── SOURCE MATERIAL
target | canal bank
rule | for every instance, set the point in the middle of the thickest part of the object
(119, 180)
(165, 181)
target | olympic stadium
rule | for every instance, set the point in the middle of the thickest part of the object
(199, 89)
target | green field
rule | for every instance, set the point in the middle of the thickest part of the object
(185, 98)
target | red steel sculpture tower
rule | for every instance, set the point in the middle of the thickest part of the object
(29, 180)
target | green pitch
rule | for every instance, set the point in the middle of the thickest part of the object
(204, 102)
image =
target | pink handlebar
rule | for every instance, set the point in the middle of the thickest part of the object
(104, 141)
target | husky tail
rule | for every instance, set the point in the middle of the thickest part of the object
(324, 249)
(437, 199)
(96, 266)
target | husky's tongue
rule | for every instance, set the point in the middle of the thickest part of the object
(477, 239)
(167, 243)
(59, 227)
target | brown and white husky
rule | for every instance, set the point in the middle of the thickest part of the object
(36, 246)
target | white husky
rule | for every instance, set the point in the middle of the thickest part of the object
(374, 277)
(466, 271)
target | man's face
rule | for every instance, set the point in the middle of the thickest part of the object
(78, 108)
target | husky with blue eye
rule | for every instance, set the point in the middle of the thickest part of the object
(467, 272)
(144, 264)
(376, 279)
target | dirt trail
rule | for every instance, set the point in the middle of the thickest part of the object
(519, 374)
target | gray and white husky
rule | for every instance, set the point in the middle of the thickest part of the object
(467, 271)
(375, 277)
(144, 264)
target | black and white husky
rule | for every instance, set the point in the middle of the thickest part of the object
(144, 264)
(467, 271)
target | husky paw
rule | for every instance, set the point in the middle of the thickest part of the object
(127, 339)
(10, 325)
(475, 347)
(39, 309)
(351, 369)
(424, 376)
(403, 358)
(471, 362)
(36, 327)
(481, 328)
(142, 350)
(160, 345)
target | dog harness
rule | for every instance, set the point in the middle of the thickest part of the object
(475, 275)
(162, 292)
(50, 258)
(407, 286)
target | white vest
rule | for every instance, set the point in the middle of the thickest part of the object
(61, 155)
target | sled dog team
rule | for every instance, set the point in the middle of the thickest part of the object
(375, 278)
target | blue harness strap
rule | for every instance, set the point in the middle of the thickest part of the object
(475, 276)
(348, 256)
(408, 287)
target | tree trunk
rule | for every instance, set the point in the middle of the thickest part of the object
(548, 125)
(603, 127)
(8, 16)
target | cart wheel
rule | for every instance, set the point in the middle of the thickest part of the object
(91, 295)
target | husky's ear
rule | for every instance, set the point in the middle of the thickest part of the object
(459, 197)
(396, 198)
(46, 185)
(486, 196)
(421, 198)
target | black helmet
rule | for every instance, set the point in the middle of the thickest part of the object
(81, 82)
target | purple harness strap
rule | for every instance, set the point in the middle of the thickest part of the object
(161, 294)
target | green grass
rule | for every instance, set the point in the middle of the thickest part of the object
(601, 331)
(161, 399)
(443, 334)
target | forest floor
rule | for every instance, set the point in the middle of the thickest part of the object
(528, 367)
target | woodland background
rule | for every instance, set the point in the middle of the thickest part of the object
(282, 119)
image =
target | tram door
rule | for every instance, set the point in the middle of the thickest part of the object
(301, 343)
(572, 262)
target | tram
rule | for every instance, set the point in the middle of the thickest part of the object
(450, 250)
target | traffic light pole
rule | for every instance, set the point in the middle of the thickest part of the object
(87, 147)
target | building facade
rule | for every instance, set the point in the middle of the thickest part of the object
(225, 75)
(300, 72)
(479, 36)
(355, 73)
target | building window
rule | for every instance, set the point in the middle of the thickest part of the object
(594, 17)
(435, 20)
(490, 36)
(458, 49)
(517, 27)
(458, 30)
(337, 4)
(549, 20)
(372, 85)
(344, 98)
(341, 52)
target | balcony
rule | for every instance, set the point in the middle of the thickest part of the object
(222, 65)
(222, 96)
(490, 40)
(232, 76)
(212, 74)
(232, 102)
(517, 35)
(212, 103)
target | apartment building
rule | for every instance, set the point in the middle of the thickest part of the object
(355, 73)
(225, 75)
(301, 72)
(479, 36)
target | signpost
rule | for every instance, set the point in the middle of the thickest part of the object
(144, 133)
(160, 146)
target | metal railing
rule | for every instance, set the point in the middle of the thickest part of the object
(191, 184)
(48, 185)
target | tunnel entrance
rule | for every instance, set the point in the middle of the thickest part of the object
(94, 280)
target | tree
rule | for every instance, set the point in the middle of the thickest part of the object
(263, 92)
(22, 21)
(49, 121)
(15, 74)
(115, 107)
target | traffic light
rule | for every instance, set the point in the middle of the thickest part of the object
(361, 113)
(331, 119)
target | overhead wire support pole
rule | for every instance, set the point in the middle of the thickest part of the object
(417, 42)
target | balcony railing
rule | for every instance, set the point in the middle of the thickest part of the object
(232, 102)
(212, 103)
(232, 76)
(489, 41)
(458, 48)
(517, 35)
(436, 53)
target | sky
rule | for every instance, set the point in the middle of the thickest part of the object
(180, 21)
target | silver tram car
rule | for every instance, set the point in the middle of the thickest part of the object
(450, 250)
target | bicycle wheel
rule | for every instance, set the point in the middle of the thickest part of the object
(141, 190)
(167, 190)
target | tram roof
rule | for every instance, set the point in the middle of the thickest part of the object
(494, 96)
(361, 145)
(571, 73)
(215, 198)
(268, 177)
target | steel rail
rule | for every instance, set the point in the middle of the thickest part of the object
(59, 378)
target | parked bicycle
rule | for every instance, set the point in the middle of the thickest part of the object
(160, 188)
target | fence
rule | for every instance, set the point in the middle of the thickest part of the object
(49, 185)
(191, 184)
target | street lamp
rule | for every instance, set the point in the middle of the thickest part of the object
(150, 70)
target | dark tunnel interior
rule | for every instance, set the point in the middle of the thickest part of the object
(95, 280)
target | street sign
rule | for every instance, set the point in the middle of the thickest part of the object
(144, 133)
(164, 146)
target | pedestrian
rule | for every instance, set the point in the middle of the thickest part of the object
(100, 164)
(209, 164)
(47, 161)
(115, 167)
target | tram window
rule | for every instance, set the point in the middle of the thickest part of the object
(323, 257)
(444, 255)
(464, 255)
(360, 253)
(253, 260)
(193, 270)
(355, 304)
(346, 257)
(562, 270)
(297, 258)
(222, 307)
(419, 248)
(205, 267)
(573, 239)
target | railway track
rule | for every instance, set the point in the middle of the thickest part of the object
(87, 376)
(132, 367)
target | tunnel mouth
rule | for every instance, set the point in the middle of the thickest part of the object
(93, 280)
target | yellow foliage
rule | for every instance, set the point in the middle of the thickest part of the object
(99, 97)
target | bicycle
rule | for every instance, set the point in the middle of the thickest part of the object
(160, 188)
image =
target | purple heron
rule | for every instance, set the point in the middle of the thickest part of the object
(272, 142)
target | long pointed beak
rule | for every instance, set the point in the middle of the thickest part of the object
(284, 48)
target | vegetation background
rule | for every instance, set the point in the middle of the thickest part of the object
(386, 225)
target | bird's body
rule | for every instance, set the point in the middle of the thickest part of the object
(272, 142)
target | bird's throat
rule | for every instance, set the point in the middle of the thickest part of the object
────
**WRITTEN PROBLEM:**
Extract the listing in its entirety and repeat it exactly.

**REPLY TO THE TASK:**
target | canal bank
rule | for every instance, set the point in the middle of the thickest part of the object
(119, 180)
(165, 181)
target | olympic stadium
rule | for every instance, set the point in the middle of the thickest part of the object
(199, 89)
target | green field
rule | for every instance, set the point in the middle of the thickest part of the object
(185, 98)
target | red steel sculpture tower
rule | for every instance, set the point in the middle of the thickest part of the object
(29, 180)
target | green pitch
rule | for every instance, set the point in the middle of the thickest part of the object
(204, 102)
image =
target | pink handlebar
rule | for every instance, set the point in the middle of the thickest part of the object
(104, 141)
target | husky tail
rule | for every instance, set the point in the middle of the thickest part of the object
(324, 249)
(437, 199)
(96, 266)
target | husky's tongue
rule | for every instance, set the point in the middle of the thickest part of the object
(477, 239)
(167, 243)
(59, 227)
target | brown and white husky
rule | for every instance, set the point in the middle of the thickest part of the object
(36, 246)
target | white husky
rule | for every instance, set the point in the middle of the thickest part of the object
(374, 277)
(466, 271)
target | man's face
rule | for every instance, set the point in the middle of the thickest part of the object
(78, 108)
target | husky with blue eye
rule | for every instance, set the point in the middle of the thickest part of the object
(467, 272)
(144, 264)
(376, 279)
target | dirt trail
rule | for every instance, set the point in the middle of the thickest part of the object
(519, 374)
target | gray and white husky
rule | for every instance, set the point in the middle of the thickest part of the object
(467, 271)
(375, 277)
(144, 264)
target | black and white husky
rule | for every instance, set the point in the middle of the thickest part of the object
(144, 264)
(467, 271)
target | husky paw
rule | for every instance, set the point in the middle of the thickest part of the object
(127, 339)
(10, 325)
(475, 347)
(39, 309)
(351, 369)
(424, 376)
(403, 358)
(471, 362)
(36, 327)
(481, 328)
(142, 350)
(160, 345)
target | dog harness
rule | for every instance, set the point in the middle of the thickest part of the object
(475, 275)
(162, 292)
(50, 258)
(407, 286)
target | white vest
rule | for every instance, set the point in the middle of the thickest part of the object
(61, 155)
target | sled dog team
rule | for every instance, set the point in the middle of the thickest part of the object
(375, 278)
target | blue harness strap
rule | for every instance, set the point in the middle of the thickest part of the object
(475, 276)
(348, 256)
(408, 287)
target | tree trunk
rule | for every instance, set the point in the middle of the thickest part of the object
(548, 125)
(603, 127)
(8, 16)
target | cart wheel
rule | for every instance, set the point in the middle of the thickest part of the object
(91, 295)
target | husky's ear
rule | for every instance, set the point in the middle of the thickest part of the object
(459, 197)
(396, 198)
(46, 185)
(486, 196)
(421, 198)
target | black helmet
rule | for every instance, set the point in the middle of the thickest part of the object
(81, 82)
target | purple harness strap
rule | for every instance, set the point in the middle of the thickest part of the object
(161, 294)
target | green grass
rule | for every instance, set the point in the middle of the thickest part of the object
(601, 331)
(161, 399)
(443, 334)
target | forest floor
rule | for every instance, set the point in the middle of the thickest part of the object
(528, 367)
target | woodland background
rule | for every instance, set the point in the middle of the thickest part of the object
(282, 119)
image =
target | tram door
rule | for every instance, set the point in the middle of the thickest part of the object
(301, 343)
(572, 262)
target | tram
rule | for every instance, set the point in the middle of the thickest part of the object
(450, 250)
target | traffic light pole
rule | for every instance, set the point in the middle of the thickest part of the object
(87, 147)
target | building facade
rule | for every instance, set the point in the middle of the thickest part of the object
(225, 75)
(300, 72)
(479, 36)
(355, 73)
target | building window
rule | for every instance, set the point in the middle of the thickest part of the object
(594, 17)
(435, 20)
(490, 36)
(458, 49)
(517, 27)
(458, 30)
(337, 4)
(549, 20)
(372, 85)
(344, 98)
(341, 52)
target | balcony
rule | for every instance, set the point in the middle of the thickest part of the object
(222, 65)
(222, 96)
(490, 40)
(232, 76)
(212, 74)
(232, 102)
(517, 35)
(212, 103)
target | apartment building
rule | for every instance, set the point in the middle of the thickest part of the object
(355, 73)
(225, 75)
(301, 72)
(479, 36)
target | signpost
rule | for every instance, set the point in the middle of the thickest part of the object
(144, 133)
(160, 146)
target | metal railing
rule | for every instance, set the point in the middle of the thickest part of the object
(191, 184)
(48, 185)
target | tunnel entrance
rule | for every instance, set the point in the middle of the thickest part of the object
(94, 280)
target | tree
rule | for every instance, set the point in the middle of the thickest part of the object
(263, 92)
(22, 21)
(49, 121)
(15, 74)
(115, 107)
target | traffic light
rule | for every instance, set the point in the middle of the thickest part of the object
(361, 113)
(331, 119)
target | overhead wire support pole
rule | for every instance, set the point in the middle of the thickest part of the object
(417, 42)
target | balcony railing
rule | for every instance, set the point in the middle of the thickest part of the object
(232, 102)
(212, 103)
(232, 76)
(489, 41)
(458, 48)
(517, 35)
(436, 53)
target | sky
rule | for every instance, set the point in the middle of the thickest part of the object
(180, 21)
target | silver tram car
rule | for every instance, set the point in the middle of the thickest part of the object
(450, 250)
target | bicycle wheel
rule | for every instance, set the point in the middle of the thickest part of the object
(141, 190)
(167, 190)
target | tram roof
rule | for every instance, set the point in the middle of the thickest part of the object
(494, 96)
(361, 145)
(571, 73)
(215, 198)
(268, 177)
target | steel rail
rule | for every instance, set the point in the middle of the thickest part of the object
(59, 378)
target | parked bicycle
rule | for every instance, set the point in the middle of the thickest part of the object
(160, 188)
target | fence
rule | for every instance, set the point in the middle of the thickest part of the object
(49, 185)
(191, 184)
target | street lamp
rule | for every instance, set the point in the middle of the thickest part of the object
(150, 70)
target | dark tunnel interior
rule | for every instance, set the point in the middle of the thickest part of the object
(95, 280)
target | street sign
rule | for every instance, set the point in the middle of the thickest part of the object
(144, 133)
(164, 146)
target | pedestrian
rule | for every instance, set the point in the middle of the thickest part of the object
(100, 164)
(209, 164)
(47, 161)
(115, 167)
target | tram window
rule | for every instance, set the point in the middle of the thickest part of the object
(323, 257)
(444, 255)
(464, 255)
(360, 253)
(253, 260)
(193, 270)
(355, 304)
(346, 257)
(562, 270)
(297, 258)
(222, 307)
(419, 248)
(205, 267)
(573, 239)
target | railway track
rule | for every instance, set the point in the middle of the thickest part of the object
(87, 376)
(132, 367)
target | tunnel mouth
rule | for every instance, set the point in the middle of the thickest part of the object
(93, 280)
target | yellow foliage
rule | for every instance, set the point in the middle of the thickest part of the object
(99, 97)
target | bicycle
rule | for every instance, set the point in the middle of the thickest part of the object
(160, 188)
image =
target | purple heron
rule | for every instance, set the point in the middle of the thickest part of the object
(272, 142)
target | long pointed beak
rule | for every instance, set the point in the middle of the thickest part of the object
(284, 48)
target | vegetation background
rule | for every instance, set the point in the middle of the thickest part of the object
(386, 225)
target | bird's body
rule | for every instance, set the point in the middle of the thickest part of the object
(272, 142)
target | bird's throat
rule | for every instance, set the point in the middle of the thickest part of the object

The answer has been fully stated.